◆ WORK REQUIRED:
Output everything from the start of the data down to the line containing "x=387, y=167", including both ends, and reproduce each line without change.
=== EXTRACTED RECORDS ===
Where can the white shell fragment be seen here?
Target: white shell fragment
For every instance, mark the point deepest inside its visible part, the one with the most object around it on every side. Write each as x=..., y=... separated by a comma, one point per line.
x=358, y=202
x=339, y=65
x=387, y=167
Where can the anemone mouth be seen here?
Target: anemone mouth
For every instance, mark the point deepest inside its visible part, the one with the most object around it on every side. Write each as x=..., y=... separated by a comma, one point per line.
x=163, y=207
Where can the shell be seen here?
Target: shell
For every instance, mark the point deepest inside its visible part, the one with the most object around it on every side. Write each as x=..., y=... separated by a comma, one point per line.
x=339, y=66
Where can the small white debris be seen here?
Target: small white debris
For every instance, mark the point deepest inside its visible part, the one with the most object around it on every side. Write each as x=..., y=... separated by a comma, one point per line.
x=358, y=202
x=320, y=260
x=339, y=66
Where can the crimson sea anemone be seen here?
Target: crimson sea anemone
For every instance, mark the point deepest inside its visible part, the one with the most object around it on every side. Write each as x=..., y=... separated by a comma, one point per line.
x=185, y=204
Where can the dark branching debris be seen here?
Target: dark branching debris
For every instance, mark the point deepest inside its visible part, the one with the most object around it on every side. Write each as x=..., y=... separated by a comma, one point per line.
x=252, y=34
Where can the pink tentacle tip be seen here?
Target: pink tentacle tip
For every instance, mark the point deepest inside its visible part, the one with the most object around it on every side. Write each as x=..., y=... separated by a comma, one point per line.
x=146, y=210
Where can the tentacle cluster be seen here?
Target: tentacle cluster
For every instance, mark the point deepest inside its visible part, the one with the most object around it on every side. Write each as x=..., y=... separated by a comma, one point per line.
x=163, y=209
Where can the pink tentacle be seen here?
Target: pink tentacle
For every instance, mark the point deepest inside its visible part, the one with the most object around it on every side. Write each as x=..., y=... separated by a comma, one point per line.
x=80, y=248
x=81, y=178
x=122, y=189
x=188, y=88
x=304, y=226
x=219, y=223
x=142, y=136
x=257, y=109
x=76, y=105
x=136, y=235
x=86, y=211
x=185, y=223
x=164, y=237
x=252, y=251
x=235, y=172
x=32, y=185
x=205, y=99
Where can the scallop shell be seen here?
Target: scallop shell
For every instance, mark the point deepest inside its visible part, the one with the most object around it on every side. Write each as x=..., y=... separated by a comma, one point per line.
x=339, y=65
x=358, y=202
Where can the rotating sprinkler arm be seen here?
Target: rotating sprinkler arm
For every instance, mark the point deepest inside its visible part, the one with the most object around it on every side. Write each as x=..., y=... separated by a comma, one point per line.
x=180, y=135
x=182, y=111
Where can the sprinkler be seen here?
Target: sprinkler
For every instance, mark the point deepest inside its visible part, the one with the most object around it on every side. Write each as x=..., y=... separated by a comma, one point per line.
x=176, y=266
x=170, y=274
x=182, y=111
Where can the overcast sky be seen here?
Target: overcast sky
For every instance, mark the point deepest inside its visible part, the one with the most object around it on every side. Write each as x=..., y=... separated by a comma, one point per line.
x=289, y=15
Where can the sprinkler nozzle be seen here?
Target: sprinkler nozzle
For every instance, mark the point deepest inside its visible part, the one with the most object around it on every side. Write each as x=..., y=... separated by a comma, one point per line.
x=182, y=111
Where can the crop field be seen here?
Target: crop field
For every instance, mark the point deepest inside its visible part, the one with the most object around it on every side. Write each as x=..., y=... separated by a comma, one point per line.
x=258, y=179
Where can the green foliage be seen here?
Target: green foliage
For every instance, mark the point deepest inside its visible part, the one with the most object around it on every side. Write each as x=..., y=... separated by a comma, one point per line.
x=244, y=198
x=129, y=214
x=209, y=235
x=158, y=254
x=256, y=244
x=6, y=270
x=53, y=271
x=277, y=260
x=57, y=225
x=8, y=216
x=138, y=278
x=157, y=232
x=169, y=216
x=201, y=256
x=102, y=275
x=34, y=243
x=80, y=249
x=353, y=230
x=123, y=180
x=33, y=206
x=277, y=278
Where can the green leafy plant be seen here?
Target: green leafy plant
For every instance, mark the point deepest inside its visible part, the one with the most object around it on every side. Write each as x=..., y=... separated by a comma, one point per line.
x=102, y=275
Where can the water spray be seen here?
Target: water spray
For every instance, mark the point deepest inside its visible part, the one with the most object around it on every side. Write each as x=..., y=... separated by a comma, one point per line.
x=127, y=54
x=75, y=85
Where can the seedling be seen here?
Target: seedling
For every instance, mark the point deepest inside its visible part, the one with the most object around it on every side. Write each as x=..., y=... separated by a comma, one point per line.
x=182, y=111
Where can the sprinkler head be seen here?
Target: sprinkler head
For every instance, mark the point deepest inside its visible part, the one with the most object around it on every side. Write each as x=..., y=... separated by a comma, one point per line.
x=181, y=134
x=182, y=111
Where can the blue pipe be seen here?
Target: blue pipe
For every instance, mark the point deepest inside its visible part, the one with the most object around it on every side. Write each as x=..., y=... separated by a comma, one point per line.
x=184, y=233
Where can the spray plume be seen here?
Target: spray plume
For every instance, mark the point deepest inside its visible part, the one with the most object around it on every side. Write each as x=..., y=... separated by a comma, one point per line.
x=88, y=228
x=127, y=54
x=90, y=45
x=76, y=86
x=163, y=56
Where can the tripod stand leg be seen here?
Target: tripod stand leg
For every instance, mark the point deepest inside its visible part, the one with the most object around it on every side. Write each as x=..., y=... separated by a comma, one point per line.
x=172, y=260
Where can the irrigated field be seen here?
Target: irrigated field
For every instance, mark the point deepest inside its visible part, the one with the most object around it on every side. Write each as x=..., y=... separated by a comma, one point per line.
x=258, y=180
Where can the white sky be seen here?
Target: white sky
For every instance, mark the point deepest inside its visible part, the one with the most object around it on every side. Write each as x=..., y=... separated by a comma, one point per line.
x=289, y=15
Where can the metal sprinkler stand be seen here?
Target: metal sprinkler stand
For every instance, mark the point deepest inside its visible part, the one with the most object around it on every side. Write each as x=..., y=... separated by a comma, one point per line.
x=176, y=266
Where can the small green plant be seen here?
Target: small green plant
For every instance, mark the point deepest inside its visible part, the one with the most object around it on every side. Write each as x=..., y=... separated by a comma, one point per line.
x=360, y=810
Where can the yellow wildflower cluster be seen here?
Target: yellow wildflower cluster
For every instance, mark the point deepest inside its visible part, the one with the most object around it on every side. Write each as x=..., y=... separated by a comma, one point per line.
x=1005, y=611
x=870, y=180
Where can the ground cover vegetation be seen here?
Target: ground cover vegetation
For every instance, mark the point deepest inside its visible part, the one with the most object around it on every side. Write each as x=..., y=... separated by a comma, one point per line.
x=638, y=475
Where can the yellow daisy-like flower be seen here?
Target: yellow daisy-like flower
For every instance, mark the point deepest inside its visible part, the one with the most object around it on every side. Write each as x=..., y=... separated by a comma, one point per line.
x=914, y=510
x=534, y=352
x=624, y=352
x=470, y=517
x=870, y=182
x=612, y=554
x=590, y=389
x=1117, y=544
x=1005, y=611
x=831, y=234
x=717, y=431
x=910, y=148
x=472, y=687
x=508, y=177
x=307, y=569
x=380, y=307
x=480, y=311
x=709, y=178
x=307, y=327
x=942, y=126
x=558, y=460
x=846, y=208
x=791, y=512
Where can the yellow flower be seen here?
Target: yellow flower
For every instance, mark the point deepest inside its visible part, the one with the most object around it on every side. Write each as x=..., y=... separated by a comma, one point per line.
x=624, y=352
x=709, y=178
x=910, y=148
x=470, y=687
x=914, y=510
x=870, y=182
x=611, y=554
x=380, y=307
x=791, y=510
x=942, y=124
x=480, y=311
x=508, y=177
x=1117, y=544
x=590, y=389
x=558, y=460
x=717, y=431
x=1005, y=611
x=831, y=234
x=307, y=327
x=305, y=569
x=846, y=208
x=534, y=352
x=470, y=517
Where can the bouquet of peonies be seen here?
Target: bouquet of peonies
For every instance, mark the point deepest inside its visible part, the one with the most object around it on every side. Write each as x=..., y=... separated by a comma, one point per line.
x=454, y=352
===
◆ FULL OUTPUT:
Where can the white shell fragment be seen here?
Target: white shell fragment
For every instance, mark the point deepest inside its visible part, the one with the most object around it on every side. Write each as x=..., y=... separated by a comma, one point per line.
x=358, y=202
x=339, y=65
x=387, y=167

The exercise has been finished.